■ SHORT TASK
Reproduce word for word every line from the one containing "the grass pitch" through the final line below.
====== DATASET RECORDS ======
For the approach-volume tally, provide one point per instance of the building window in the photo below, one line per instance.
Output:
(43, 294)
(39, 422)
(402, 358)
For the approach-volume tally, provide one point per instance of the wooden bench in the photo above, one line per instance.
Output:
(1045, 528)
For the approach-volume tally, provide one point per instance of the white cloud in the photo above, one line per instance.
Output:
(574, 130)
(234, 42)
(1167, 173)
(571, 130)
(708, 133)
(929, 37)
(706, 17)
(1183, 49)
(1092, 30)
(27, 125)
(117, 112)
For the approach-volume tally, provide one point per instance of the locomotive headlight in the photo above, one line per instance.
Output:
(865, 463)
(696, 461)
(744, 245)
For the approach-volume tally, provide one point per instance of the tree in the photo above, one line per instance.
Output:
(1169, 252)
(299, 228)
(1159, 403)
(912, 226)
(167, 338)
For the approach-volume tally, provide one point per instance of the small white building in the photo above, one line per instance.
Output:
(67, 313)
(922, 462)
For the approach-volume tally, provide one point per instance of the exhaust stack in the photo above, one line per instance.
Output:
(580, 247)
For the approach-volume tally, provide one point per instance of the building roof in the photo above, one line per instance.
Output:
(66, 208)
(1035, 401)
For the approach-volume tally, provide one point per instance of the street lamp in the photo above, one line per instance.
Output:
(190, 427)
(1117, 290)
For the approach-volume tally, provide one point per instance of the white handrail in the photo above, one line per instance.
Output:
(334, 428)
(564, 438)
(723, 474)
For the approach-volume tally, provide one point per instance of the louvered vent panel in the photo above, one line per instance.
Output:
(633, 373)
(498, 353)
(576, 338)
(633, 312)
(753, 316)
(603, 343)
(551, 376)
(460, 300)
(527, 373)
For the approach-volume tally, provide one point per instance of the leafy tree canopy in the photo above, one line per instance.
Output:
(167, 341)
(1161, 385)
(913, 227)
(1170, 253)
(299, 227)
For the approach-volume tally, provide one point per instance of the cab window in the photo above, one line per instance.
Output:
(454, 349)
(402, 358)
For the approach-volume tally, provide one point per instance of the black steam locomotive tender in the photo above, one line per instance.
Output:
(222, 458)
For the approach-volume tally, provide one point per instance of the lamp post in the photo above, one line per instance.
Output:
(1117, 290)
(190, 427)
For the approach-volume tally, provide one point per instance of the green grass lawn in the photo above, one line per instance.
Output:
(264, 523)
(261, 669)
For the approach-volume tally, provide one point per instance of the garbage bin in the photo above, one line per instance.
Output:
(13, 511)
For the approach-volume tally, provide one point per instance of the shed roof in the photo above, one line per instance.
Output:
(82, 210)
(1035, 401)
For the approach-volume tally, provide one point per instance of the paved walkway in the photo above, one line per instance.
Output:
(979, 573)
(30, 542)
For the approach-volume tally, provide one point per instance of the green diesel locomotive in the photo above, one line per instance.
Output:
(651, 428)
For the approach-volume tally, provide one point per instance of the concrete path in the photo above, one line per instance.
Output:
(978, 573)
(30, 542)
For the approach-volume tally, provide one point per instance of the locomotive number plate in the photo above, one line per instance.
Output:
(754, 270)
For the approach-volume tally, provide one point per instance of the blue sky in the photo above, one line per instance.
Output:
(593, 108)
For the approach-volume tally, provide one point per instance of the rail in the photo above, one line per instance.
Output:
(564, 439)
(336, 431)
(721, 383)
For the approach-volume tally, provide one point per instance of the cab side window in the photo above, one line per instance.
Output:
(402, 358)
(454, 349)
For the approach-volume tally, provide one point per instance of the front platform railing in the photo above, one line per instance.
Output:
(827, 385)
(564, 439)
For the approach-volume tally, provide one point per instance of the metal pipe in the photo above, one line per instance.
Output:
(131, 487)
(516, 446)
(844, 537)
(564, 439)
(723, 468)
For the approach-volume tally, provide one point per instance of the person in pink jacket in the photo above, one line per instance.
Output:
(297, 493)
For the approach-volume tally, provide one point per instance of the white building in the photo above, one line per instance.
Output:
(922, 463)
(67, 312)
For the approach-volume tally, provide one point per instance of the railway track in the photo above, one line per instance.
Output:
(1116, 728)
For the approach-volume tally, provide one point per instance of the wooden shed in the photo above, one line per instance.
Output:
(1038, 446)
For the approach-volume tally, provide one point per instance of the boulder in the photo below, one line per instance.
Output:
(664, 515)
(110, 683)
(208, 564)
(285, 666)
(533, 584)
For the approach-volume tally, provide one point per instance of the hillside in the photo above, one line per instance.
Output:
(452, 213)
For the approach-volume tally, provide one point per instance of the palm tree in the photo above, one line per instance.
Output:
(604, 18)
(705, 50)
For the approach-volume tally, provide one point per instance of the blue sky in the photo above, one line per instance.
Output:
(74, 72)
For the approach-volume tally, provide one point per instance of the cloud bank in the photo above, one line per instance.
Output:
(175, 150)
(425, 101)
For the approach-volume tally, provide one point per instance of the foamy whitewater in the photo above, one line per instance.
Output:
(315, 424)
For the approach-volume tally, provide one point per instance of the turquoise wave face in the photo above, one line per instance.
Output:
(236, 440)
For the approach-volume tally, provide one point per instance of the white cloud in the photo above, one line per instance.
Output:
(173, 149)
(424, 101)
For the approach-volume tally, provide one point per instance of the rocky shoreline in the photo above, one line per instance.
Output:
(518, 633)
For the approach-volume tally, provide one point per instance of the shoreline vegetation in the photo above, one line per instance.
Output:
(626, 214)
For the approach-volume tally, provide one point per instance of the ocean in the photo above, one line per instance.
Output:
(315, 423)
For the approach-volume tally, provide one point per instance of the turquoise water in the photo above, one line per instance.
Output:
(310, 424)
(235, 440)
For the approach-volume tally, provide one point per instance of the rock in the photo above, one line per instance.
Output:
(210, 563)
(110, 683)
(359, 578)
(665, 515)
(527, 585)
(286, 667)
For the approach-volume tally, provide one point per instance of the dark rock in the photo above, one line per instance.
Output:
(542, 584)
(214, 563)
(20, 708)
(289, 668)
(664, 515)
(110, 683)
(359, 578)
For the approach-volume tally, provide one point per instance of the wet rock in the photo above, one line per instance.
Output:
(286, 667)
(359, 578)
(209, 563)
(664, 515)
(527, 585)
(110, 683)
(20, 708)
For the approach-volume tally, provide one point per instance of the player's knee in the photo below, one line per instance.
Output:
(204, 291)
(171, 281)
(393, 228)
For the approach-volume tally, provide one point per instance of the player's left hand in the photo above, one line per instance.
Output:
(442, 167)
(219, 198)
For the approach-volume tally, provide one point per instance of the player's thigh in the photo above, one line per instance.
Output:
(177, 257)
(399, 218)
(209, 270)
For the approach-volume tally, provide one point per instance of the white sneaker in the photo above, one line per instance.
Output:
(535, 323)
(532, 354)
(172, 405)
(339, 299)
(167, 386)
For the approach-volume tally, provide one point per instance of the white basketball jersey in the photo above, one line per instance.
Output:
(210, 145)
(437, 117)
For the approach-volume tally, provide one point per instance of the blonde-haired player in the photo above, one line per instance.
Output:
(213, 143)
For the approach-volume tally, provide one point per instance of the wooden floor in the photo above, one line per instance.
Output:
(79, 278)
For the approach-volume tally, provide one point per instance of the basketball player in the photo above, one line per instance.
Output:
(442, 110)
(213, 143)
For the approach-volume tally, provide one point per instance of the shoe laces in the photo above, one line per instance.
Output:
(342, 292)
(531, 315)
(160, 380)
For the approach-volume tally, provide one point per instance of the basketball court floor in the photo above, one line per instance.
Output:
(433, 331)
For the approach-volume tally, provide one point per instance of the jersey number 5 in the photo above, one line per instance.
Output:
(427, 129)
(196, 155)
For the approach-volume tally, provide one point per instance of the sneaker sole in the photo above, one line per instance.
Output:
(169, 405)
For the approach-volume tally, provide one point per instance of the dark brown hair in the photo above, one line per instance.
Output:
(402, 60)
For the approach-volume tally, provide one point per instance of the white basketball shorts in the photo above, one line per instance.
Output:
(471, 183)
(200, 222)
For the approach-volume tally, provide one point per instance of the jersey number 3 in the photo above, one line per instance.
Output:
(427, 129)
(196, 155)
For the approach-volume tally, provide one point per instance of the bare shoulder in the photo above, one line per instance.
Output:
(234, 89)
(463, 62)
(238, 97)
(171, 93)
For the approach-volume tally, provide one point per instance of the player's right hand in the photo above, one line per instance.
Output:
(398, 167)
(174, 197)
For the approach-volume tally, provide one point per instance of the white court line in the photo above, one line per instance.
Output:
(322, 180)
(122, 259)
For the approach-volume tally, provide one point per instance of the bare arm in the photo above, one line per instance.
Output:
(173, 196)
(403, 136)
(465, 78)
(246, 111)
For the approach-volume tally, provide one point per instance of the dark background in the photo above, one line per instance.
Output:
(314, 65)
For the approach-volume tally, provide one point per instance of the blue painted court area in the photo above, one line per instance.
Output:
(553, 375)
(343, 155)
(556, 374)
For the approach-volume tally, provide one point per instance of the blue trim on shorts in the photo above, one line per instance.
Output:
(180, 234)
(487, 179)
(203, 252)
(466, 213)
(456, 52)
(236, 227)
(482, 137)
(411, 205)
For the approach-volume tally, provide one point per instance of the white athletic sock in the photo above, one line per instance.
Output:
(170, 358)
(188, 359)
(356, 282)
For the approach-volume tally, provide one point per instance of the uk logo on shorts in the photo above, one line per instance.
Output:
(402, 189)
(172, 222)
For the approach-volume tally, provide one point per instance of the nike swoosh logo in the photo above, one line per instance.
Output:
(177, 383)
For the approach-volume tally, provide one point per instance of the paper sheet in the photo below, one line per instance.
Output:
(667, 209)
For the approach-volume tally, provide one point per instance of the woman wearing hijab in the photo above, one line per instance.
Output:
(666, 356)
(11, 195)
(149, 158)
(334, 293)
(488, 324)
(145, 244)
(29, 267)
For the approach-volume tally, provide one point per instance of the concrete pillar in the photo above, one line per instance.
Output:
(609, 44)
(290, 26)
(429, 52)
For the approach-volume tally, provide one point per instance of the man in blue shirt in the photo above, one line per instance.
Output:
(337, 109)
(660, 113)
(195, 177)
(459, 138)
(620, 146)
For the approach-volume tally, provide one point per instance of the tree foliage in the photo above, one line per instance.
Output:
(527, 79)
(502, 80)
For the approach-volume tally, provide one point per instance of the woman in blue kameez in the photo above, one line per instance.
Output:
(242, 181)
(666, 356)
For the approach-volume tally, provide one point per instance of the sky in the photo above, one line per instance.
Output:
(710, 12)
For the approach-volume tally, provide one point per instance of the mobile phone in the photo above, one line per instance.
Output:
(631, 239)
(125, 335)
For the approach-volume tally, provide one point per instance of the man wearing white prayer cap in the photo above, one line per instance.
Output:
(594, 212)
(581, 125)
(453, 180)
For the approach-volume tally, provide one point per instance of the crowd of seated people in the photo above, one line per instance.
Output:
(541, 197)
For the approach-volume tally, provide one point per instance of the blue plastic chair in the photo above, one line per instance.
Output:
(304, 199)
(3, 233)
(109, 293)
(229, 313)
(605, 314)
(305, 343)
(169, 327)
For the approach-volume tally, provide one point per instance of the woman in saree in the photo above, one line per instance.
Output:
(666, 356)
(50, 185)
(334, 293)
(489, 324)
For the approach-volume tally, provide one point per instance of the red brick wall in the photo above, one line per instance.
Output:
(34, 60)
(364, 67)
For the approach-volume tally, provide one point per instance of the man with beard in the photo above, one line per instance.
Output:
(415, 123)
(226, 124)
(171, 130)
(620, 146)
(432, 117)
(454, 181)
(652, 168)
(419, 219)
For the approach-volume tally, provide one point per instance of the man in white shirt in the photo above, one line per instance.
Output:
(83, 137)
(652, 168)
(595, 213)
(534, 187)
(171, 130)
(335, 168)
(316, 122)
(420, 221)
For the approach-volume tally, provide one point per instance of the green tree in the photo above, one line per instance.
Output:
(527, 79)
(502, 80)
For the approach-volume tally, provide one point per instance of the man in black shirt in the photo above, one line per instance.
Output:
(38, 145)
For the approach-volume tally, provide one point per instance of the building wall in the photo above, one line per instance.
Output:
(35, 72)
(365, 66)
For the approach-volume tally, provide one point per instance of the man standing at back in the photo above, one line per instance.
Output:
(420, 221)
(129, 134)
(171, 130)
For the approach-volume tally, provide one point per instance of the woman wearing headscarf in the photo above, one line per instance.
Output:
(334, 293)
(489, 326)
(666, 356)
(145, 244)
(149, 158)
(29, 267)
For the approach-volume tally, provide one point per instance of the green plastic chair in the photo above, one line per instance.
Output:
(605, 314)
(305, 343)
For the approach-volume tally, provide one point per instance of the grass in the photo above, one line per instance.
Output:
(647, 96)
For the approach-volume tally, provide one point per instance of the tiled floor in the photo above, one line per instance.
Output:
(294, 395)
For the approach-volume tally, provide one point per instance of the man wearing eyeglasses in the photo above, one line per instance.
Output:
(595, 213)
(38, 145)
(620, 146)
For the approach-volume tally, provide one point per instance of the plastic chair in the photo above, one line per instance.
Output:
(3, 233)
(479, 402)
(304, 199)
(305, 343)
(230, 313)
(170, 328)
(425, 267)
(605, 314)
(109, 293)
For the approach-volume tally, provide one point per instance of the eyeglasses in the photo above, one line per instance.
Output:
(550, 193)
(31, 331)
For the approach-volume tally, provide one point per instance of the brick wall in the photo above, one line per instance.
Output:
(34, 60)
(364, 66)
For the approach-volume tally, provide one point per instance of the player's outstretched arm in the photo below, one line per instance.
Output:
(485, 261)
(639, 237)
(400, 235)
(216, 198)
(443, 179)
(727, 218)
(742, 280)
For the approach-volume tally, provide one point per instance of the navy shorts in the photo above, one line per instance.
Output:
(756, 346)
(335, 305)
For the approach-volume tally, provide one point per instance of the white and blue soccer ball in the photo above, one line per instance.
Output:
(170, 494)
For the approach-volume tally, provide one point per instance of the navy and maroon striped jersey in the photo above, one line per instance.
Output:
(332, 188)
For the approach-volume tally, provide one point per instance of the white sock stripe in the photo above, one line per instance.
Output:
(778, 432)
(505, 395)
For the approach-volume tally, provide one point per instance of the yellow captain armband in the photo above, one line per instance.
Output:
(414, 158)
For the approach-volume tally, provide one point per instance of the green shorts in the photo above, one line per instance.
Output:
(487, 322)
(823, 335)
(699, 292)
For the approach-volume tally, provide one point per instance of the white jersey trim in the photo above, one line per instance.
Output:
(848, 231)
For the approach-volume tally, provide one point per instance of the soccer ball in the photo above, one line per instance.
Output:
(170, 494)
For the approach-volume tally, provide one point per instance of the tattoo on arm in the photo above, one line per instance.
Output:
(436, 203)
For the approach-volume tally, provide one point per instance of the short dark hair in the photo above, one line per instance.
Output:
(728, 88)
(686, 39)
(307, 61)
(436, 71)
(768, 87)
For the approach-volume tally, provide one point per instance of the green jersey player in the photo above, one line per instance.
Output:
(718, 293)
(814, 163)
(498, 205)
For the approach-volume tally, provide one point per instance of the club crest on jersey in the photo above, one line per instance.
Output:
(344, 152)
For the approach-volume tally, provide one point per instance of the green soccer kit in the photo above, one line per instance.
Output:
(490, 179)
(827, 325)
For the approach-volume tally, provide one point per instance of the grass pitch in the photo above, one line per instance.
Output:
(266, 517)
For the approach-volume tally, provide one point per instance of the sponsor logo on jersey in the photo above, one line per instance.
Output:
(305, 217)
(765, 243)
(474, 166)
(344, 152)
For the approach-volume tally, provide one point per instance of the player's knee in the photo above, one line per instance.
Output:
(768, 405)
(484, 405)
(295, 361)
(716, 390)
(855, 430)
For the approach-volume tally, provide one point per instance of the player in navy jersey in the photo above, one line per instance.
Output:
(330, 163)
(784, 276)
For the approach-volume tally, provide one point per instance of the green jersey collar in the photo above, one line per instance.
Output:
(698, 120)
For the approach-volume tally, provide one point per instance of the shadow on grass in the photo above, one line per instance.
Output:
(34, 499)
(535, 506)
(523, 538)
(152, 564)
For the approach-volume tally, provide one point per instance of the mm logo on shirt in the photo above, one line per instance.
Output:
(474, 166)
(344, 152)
======
■ THE OUTPUT
For the approach-volume tally, provide one point per instance of the grass pitch in the photo above, one line per instance.
Output:
(266, 517)
For the approach-volume tally, provide one point per instance of the sponsor logo on jersey in the photo above, one line per instance.
Output:
(305, 217)
(765, 243)
(474, 166)
(344, 152)
For the approach-volume tally, provide one point per instance of the player's knee in the photo above, one line per instance.
Output:
(768, 405)
(484, 405)
(295, 361)
(716, 390)
(855, 430)
For the approach-volume tally, provide one point per instance of the player in navy jersey in the photo above, one line per instance.
Output:
(330, 163)
(784, 276)
For the approach-volume tally, provide one point per instance of the green jersey collar in the photo above, one line per instance.
Output:
(698, 120)
For the approach-volume tally, provide one point per instance of the shadow on grass in the photo above, one line per instance.
Output:
(34, 499)
(535, 506)
(523, 538)
(152, 564)
For the approach-volume tally, provide one point per instance of the mm logo on shirt in the photo above, one line per instance.
Output:
(474, 166)
(344, 152)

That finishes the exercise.